## Task objective
Rewrite the lines below as a numbered list, leaving out any blank lines.
— start —
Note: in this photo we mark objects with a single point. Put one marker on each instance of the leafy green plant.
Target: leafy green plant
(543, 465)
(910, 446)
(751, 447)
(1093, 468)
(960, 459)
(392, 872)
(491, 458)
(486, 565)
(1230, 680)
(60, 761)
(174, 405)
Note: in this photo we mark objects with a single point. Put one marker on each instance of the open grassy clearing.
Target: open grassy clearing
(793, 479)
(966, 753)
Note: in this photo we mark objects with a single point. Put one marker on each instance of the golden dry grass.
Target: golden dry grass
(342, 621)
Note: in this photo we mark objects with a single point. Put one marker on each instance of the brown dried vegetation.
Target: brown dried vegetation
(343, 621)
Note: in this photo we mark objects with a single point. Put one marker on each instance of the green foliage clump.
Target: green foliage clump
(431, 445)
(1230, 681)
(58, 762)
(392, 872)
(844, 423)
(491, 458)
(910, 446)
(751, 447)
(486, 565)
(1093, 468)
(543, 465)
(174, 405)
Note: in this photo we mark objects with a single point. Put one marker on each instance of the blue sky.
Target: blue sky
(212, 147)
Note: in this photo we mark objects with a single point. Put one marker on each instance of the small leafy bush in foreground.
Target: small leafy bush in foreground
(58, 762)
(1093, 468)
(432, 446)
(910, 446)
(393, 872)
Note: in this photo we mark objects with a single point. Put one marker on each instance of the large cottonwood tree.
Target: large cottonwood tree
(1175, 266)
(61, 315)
— end —
## Complete answer
1. Note: in this photo we mark objects with a single point. Put one marker on each instance of the leafy green plant.
2. Target: leafy green plant
3. (543, 465)
4. (910, 446)
5. (751, 447)
6. (1093, 468)
7. (960, 459)
8. (392, 872)
9. (491, 458)
10. (486, 565)
11. (1230, 680)
12. (60, 761)
13. (174, 405)
14. Note: in this photo we mark objects with a single point. Put one marker on each instance of the open grassy clearing.
15. Target: open grassy clearing
16. (793, 479)
17. (966, 753)
18. Note: in this photo we mark objects with a single point. Put one marker on each instance of the golden dry grass.
19. Target: golden dry grass
20. (342, 621)
21. Note: in this photo we mark objects with a single point. Put one marker on each instance of the brown dried vegetation.
22. Target: brown dried vegetation
23. (343, 621)
24. Note: in this photo we mark objects with a single point. Put one marker on each instance of the green foliage clump.
25. Target: green foliage clump
26. (431, 445)
27. (1230, 681)
28. (58, 762)
29. (392, 872)
30. (844, 423)
31. (491, 458)
32. (910, 446)
33. (751, 447)
34. (486, 565)
35. (1093, 468)
36. (543, 465)
37. (174, 405)
38. Note: in this photo we mark objects with a single point. Put one marker on each instance of the blue sky.
39. Target: blue sky
40. (212, 147)
41. Note: in this photo we mark objects with a single point. Put one marker on each instance of the small leafy bush in foreground.
42. Target: small leafy bush in foreground
43. (58, 762)
44. (1093, 468)
45. (432, 446)
46. (910, 446)
47. (393, 872)
48. Note: in this photo we mark objects with a single point. Put one marker on each instance of the large cottonwood tree.
49. Target: large cottonwood tree
50. (1175, 266)
51. (61, 315)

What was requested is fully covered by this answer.